Nasza Loteria NaM - pasek na kartach artykułów

Dworek w Mikulczycach. W tym roku kolejne remonty [NAJNOWSZE ZDJĘCIA]

Bartosz Pudełko
Dworek w Mikulczycach
Dworek w Mikulczycach Bartosz Pudełko
Dworek w Mikulczycach: po naprawie stropu i remoncie dachu po pożarze przyszła pora na kolejne remonty w tym roku: elewację i okna. Tak właśnie ratuje się upadające ruiny.

Gdyby istniał przyrząd do mierzenia poziomu czarnowidztwa, to po pożarze mikulczyckiego dworku w październiku 2012 roku wykresy osiągnęłyby pewnie poziom krytyczny. "Wyburzą go", "postawią tu stację benzynową albo market" - takie głosy pojawiały się co chwilę. I co?

Nie ma ani marketu ani stacji. I nie będzie. Nie było rozbiórki. I nie będzie. Było za to ratowanie zabytku przed dalszą degradacją, a teraz jest ciężka praca zmierzająca do przywrócenia mu dawnej świetności. Wszystko dzięki temu, że znalazł się inwestor, któremu na tym zależy.

• ZAWARTOŚĆ ZBIORU DANYCH:
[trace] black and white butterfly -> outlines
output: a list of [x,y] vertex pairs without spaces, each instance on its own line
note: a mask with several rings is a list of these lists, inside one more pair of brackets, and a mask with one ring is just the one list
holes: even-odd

--

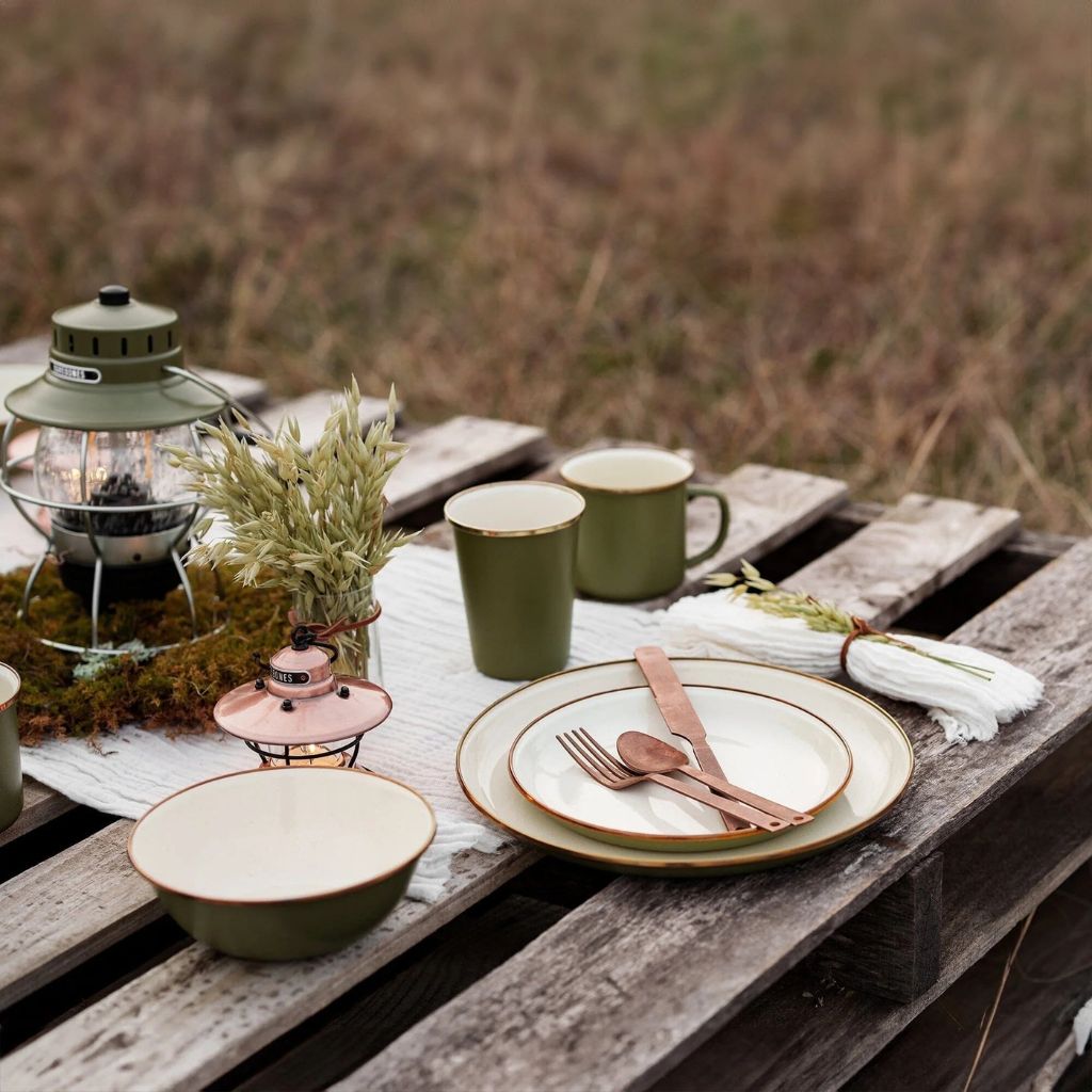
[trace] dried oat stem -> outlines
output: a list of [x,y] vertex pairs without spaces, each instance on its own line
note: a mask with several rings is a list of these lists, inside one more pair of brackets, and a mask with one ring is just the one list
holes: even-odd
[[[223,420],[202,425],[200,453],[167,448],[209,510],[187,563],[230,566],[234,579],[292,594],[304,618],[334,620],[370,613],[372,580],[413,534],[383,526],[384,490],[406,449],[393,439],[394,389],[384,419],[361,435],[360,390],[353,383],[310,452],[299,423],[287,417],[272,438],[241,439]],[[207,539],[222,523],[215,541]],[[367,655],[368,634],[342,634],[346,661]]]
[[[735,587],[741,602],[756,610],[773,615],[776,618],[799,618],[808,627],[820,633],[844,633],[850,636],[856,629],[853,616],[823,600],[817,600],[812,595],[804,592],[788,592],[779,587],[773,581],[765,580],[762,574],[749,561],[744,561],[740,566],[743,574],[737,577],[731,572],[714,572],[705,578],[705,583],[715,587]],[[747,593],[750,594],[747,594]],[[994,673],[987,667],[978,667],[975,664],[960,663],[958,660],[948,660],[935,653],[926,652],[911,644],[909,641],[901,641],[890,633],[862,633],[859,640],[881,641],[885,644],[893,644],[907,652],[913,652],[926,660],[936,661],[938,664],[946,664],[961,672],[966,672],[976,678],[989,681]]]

• OPIS ZADANIA:
Czy możesz przytoczyć fragment artykułu o dworku w Mikulczycach od „Nasza Loteria NaM” do „chwilę. I co?”, zamieniając w nim „pożarze” na „pożodze”?

• GOTOWE ZADANIE:
Nasza Loteria NaM - pasek na kartach artykułów

Dworek w Mikulczycach. W tym roku kolejne remonty [NAJNOWSZE ZDJĘCIA]

Bartosz Pudełko
Dworek w Mikulczycach
Dworek w Mikulczycach Bartosz Pudełko
Dworek w Mikulczycach: po naprawie stropu i remoncie dachu po pożodze przyszła pora na kolejne remonty w tym roku: elewację i okna. Tak właśnie ratuje się upadające ruiny.

Gdyby istniał przyrząd do mierzenia poziomu czarnowidztwa, to po pożodze mikulczyckiego dworku w październiku 2012 roku wykresy osiągnęłyby pewnie poziom krytyczny. "Wyburzą go", "postawią tu stację benzynową albo market" - takie głosy pojawiały się co chwilę. I co?